Point-per-instance localization data:
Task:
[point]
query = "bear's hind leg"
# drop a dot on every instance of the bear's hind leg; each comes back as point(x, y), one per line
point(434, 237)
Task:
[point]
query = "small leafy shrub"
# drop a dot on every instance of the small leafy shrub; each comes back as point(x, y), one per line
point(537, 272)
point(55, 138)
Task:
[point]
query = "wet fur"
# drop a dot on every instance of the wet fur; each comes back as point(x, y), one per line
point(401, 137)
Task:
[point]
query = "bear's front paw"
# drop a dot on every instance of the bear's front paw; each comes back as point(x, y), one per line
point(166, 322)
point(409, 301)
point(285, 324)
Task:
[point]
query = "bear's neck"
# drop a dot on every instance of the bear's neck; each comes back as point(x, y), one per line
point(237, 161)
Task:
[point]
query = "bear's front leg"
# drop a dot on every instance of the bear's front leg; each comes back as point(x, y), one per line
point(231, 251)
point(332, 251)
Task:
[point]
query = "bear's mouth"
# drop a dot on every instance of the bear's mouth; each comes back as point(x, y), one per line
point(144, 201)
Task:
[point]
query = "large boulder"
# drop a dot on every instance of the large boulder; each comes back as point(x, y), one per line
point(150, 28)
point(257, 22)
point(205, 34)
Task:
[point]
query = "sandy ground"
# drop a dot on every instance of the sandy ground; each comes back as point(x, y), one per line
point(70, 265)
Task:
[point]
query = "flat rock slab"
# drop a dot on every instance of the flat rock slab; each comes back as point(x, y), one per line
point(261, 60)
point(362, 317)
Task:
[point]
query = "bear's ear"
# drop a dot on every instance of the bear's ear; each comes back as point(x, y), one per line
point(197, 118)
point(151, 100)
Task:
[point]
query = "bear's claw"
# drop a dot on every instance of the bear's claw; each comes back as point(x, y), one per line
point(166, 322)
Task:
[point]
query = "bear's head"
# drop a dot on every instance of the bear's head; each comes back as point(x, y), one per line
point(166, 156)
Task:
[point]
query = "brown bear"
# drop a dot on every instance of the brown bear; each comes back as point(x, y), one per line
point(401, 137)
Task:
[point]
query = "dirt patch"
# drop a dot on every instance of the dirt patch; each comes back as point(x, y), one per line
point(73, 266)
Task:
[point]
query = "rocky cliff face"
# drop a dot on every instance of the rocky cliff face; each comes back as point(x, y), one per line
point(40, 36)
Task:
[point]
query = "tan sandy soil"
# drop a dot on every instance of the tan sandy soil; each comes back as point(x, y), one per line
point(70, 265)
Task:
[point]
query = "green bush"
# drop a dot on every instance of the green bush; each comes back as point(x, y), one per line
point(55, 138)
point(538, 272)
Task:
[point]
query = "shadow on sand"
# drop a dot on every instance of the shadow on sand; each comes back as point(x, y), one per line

Description of the task:
Look for the string "shadow" in the entries above. Copy every line that has it.

Reply:
query = "shadow on sand"
# drop a dot on every instance of the shadow on sand; each comes back as point(x, y), one per line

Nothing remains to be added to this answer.